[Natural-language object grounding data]
Segment Open

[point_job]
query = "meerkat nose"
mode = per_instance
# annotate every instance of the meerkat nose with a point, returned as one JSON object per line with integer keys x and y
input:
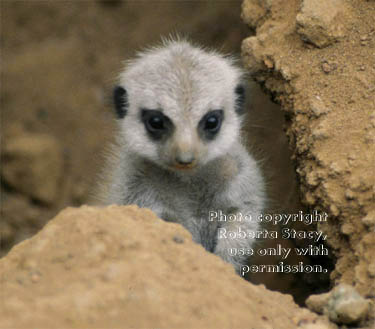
{"x": 185, "y": 158}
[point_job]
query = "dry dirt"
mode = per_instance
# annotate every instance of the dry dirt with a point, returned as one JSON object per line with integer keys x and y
{"x": 317, "y": 59}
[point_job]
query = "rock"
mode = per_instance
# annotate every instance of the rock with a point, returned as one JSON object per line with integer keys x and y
{"x": 33, "y": 165}
{"x": 121, "y": 267}
{"x": 343, "y": 305}
{"x": 321, "y": 22}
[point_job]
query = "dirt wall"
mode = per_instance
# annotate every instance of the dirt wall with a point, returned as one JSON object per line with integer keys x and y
{"x": 317, "y": 59}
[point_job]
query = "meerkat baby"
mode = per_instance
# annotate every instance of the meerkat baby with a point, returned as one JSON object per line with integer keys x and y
{"x": 179, "y": 151}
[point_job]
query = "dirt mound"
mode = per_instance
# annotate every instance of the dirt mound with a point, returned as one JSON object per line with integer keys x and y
{"x": 124, "y": 267}
{"x": 320, "y": 65}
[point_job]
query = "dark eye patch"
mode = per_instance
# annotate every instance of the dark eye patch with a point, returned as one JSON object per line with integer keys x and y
{"x": 210, "y": 124}
{"x": 157, "y": 125}
{"x": 120, "y": 99}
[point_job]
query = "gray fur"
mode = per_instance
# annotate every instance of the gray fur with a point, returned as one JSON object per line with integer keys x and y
{"x": 186, "y": 82}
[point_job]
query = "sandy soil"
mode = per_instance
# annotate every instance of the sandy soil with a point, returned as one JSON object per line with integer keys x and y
{"x": 123, "y": 267}
{"x": 318, "y": 61}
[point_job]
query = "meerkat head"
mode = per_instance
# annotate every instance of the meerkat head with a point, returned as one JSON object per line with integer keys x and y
{"x": 180, "y": 106}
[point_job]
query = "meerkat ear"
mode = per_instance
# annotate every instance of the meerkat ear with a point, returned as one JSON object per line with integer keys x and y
{"x": 240, "y": 92}
{"x": 120, "y": 99}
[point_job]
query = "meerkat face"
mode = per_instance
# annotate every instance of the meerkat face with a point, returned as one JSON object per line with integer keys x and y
{"x": 180, "y": 106}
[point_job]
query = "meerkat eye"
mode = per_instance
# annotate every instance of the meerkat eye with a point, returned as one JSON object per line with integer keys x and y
{"x": 210, "y": 124}
{"x": 156, "y": 123}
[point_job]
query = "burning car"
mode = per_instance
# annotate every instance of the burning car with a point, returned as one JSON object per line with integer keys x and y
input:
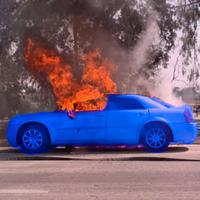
{"x": 127, "y": 119}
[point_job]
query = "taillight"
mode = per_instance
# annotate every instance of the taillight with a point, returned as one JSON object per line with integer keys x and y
{"x": 188, "y": 116}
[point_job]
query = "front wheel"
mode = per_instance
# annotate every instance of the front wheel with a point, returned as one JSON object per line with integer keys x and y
{"x": 33, "y": 139}
{"x": 155, "y": 139}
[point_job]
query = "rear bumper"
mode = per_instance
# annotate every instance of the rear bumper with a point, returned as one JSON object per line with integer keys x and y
{"x": 184, "y": 133}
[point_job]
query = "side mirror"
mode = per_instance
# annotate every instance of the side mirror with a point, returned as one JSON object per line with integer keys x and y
{"x": 71, "y": 114}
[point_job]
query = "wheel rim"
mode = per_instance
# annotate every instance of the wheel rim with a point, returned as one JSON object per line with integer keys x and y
{"x": 32, "y": 139}
{"x": 156, "y": 138}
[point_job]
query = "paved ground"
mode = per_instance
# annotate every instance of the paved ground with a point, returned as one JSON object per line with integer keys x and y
{"x": 101, "y": 174}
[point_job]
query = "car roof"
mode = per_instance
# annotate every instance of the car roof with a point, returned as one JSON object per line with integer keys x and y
{"x": 125, "y": 95}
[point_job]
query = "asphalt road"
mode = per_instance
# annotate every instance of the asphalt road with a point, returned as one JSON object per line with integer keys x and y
{"x": 101, "y": 174}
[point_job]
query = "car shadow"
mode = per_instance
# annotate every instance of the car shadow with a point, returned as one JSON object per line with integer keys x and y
{"x": 64, "y": 155}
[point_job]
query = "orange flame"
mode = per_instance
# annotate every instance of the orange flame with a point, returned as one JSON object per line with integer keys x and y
{"x": 89, "y": 93}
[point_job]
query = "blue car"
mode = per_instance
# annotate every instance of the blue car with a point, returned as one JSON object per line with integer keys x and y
{"x": 127, "y": 119}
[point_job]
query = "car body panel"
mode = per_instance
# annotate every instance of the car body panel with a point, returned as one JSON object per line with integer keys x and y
{"x": 109, "y": 126}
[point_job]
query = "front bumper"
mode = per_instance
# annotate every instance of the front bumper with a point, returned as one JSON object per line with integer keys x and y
{"x": 184, "y": 133}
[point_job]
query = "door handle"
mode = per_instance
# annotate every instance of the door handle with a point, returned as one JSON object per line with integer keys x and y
{"x": 99, "y": 115}
{"x": 141, "y": 114}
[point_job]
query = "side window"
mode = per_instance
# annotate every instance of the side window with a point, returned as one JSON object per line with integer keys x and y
{"x": 124, "y": 104}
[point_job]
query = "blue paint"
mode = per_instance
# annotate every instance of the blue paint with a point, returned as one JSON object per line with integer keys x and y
{"x": 126, "y": 120}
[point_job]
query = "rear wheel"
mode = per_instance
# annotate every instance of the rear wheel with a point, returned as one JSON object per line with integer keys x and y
{"x": 33, "y": 139}
{"x": 155, "y": 138}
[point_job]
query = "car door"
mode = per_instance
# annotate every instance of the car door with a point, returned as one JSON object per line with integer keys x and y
{"x": 124, "y": 119}
{"x": 87, "y": 127}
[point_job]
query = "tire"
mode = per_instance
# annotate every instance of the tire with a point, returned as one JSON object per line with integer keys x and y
{"x": 155, "y": 138}
{"x": 33, "y": 139}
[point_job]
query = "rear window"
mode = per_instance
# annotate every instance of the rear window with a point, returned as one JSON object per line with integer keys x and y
{"x": 124, "y": 104}
{"x": 150, "y": 103}
{"x": 167, "y": 105}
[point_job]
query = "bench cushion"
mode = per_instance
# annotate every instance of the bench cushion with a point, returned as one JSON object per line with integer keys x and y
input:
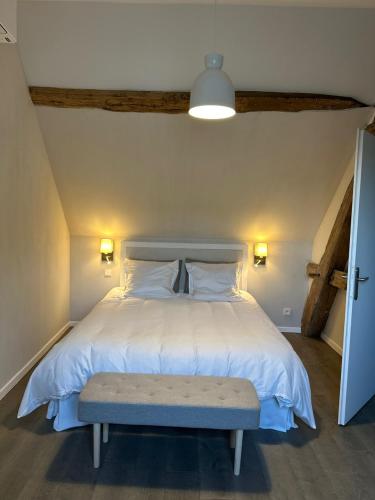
{"x": 169, "y": 400}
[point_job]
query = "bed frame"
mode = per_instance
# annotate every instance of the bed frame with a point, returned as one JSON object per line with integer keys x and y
{"x": 182, "y": 250}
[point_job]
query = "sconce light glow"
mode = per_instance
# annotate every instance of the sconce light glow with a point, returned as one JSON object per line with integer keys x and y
{"x": 260, "y": 254}
{"x": 106, "y": 249}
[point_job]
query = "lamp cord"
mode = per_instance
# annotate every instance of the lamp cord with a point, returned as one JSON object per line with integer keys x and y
{"x": 214, "y": 26}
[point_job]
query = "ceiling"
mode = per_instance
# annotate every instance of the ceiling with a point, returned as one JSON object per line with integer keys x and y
{"x": 260, "y": 175}
{"x": 161, "y": 47}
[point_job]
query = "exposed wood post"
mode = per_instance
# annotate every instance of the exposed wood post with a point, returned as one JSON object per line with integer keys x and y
{"x": 178, "y": 102}
{"x": 322, "y": 294}
{"x": 312, "y": 270}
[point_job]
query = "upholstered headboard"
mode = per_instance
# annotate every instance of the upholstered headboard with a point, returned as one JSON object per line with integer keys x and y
{"x": 211, "y": 252}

Segment Closed

Give the entries above again in full and exactly, but not the pictures.

[point_job]
query = "meerkat nose"
mode = per_instance
# annotate every instance of the meerkat nose with a point, returned as one JSON object per line with integer keys x and y
input:
{"x": 185, "y": 158}
[point_job]
query = "dry dirt"
mode = per_instance
# annotate every instance of the dry dirt with a point, returned as one JSON object per line with integer keys x and y
{"x": 317, "y": 59}
[point_job]
query = "rock"
mode = per_instance
# annotate every instance of the rock with a point, returned as one JSON object per line with integer keys x and y
{"x": 33, "y": 165}
{"x": 121, "y": 267}
{"x": 343, "y": 305}
{"x": 321, "y": 22}
[point_job]
query = "dirt wall"
mode = per_instance
# annotate every instance of the dirt wall with a point, returned as one JSON object per line with integer keys x and y
{"x": 317, "y": 59}
[point_job]
query = "meerkat baby"
mode = per_instance
# annotate every instance of the meerkat baby with a point, returned as one JSON object per line with integer keys x and y
{"x": 179, "y": 151}
[point_job]
query = "dirt mound"
mode = per_instance
# annotate every instance of the dirt mound with a point, returned as one JSON object per line with integer keys x and y
{"x": 124, "y": 267}
{"x": 320, "y": 65}
[point_job]
query = "dark eye patch"
mode = per_instance
# annotate every instance of the dark eye patch with a point, returned as one JSON object per line with integer keys x and y
{"x": 210, "y": 124}
{"x": 157, "y": 125}
{"x": 120, "y": 99}
[point_job]
query = "gray fur"
mode = per_instance
# annotate every instance of the gray fur with a point, returned as one JSON object per line with integer keys x and y
{"x": 186, "y": 82}
[point_job]
query = "sandy soil"
mode = per_instance
# annotate every instance of the sandy soil with a point, returned as one JSON object per line with integer keys x and y
{"x": 123, "y": 267}
{"x": 318, "y": 61}
[point_job]
query = "meerkat head"
mode = per_instance
# annotate every instance of the meerkat head with a point, returned as one JSON object per line with integer keys x and y
{"x": 180, "y": 106}
[point_job]
query = "meerkat ear"
mode = per_instance
# annotate every instance of the meerkat ear with a point, returned as one JSON object per line with integer keys x and y
{"x": 240, "y": 92}
{"x": 120, "y": 99}
[point_job]
query = "meerkat face"
mode = per_instance
# annotate every instance of the meerkat face with a point, returned as one JSON object per line with integer keys x and y
{"x": 180, "y": 106}
[point_job]
query = "meerkat eye"
mode = per_instance
# annotate every instance of the meerkat eye with a point, returned as one JSON object per line with integer keys x and y
{"x": 210, "y": 124}
{"x": 156, "y": 123}
[point_job]
query = "burning car"
mode = per_instance
# annotate every instance of the burning car with a point, returned as one JSON object per line with integer keys x and y
input:
{"x": 127, "y": 119}
[point_job]
query = "taillight"
mode = per_instance
# annotate every instance of the taillight with a point, returned as one JSON object per line with integer keys x and y
{"x": 188, "y": 116}
[point_job]
query = "front wheel"
mode = per_instance
# annotate every instance of the front wheel with a point, returned as one JSON object per line with integer keys x and y
{"x": 33, "y": 139}
{"x": 155, "y": 139}
[point_job]
query = "rear bumper"
mode = per_instance
# annotate every instance of the rear bumper with a point, returned as one JSON object per line with integer keys x and y
{"x": 184, "y": 133}
[point_job]
query = "side mirror"
mode = per_instance
# annotate every instance of the side mirror with a point, returned as one JSON object per line with integer keys x and y
{"x": 71, "y": 114}
[point_job]
query = "wheel rim"
mode = per_instance
# annotate every instance of the wheel rim with a point, returned as one JSON object per line with integer keys x and y
{"x": 32, "y": 139}
{"x": 156, "y": 138}
[point_job]
query = "paved ground"
mode = per_instance
# annotate every instance of the paved ground with a point, returned as one JSON object per line with integer keys x and y
{"x": 101, "y": 174}
[point_job]
query = "car roof"
mode = per_instance
# annotate every instance of the car roof with a point, returned as one JSON object per line with integer keys x and y
{"x": 125, "y": 95}
[point_job]
query = "asphalt road"
mode = per_instance
# annotate every instance of the asphalt road with a point, returned as one JSON object per line with integer keys x and y
{"x": 101, "y": 174}
[point_job]
query = "car shadow"
mode = per_instance
# annotate every instance of the car shadow with a point, returned as one JSON object per line with integer keys x and y
{"x": 64, "y": 155}
[point_job]
query = "orange flame"
mode = per_instance
# annotate every instance of the orange flame with a point, returned as one JSON object per line with integer keys x and y
{"x": 89, "y": 93}
[point_job]
query = "blue car"
mode = per_instance
# annotate every instance of the blue car with a point, returned as one JSON object per line with integer keys x and y
{"x": 127, "y": 119}
[point_job]
query = "car body panel"
mode = per_instance
# annotate every instance of the car body panel with a point, returned as one JSON object per line with integer keys x and y
{"x": 109, "y": 126}
[point_job]
query = "front bumper"
mode = per_instance
# annotate every instance of the front bumper with a point, returned as one JSON object per line with integer keys x and y
{"x": 184, "y": 133}
[point_job]
query = "door handle"
mode = per_instance
# annotate every instance of the door handle with a point, returned as one JSON object per line with integer keys x and y
{"x": 99, "y": 115}
{"x": 141, "y": 114}
[point_job]
query = "side window"
mode = per_instance
# annotate every instance of the side window with a point, returned as one JSON object per line with integer keys x and y
{"x": 124, "y": 104}
[point_job]
query = "blue paint"
mode = per_instance
# annotate every instance of the blue paint with a point, returned as one JSON object per line with integer keys x and y
{"x": 126, "y": 120}
[point_job]
query = "rear wheel"
mode = per_instance
# annotate every instance of the rear wheel with a point, returned as one JSON object per line with integer keys x and y
{"x": 33, "y": 139}
{"x": 155, "y": 138}
[point_job]
query = "car door"
mode = per_instance
# annotate every instance of the car door with a point, returned as one JSON object per line with integer keys x and y
{"x": 124, "y": 119}
{"x": 87, "y": 127}
[point_job]
query = "tire"
mode = per_instance
# annotate every instance of the tire with a point, returned as one JSON object per line with integer keys x and y
{"x": 155, "y": 138}
{"x": 33, "y": 139}
[point_job]
query = "rear window"
mode = per_instance
# annotate every instance of the rear window with a point, returned as one JSON object per line with integer keys x and y
{"x": 124, "y": 104}
{"x": 150, "y": 103}
{"x": 167, "y": 105}
[point_job]
query = "bench cushion"
mode = per_instance
# annotate every instance of the bench cushion with a point, returned as one JSON object per line with integer keys x and y
input:
{"x": 169, "y": 400}
[point_job]
query = "bed frame"
mode = per_instance
# annotate every instance of the bed frame with a point, returned as one JSON object per line with integer keys x and y
{"x": 182, "y": 250}
[point_job]
query = "sconce light glow"
mode = per_instance
# annotate every instance of the sconce light glow with a point, returned as one JSON object per line with integer keys x and y
{"x": 260, "y": 254}
{"x": 106, "y": 249}
[point_job]
query = "lamp cord"
mode = per_instance
# annotate every instance of the lamp cord with a point, returned as one JSON object per line with integer keys x and y
{"x": 214, "y": 26}
[point_job]
query = "ceiling"
mode = per_instance
# annotate every instance of the ceiling with a point, returned as one JSON object per line with integer keys x and y
{"x": 260, "y": 175}
{"x": 161, "y": 47}
[point_job]
query = "exposed wood post"
mode = per_instance
# annotate every instance of the exposed wood post with a point, returned as one JSON object per line with integer keys x and y
{"x": 178, "y": 102}
{"x": 322, "y": 294}
{"x": 312, "y": 270}
[point_job]
query = "upholstered headboard"
mode = per_instance
# annotate every instance of the upholstered headboard with a point, returned as one JSON object per line with integer keys x and y
{"x": 211, "y": 252}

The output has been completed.